Materials provided:
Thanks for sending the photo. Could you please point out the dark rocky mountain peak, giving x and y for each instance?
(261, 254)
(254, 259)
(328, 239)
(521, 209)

Exercise:
Copy the material above word for word, reproducing every line without any change.

Completed exercise:
Thanks for sending the photo. Could you please point out the dark rocky mountain peak, giving x and y for each instance?
(261, 254)
(254, 259)
(328, 239)
(521, 209)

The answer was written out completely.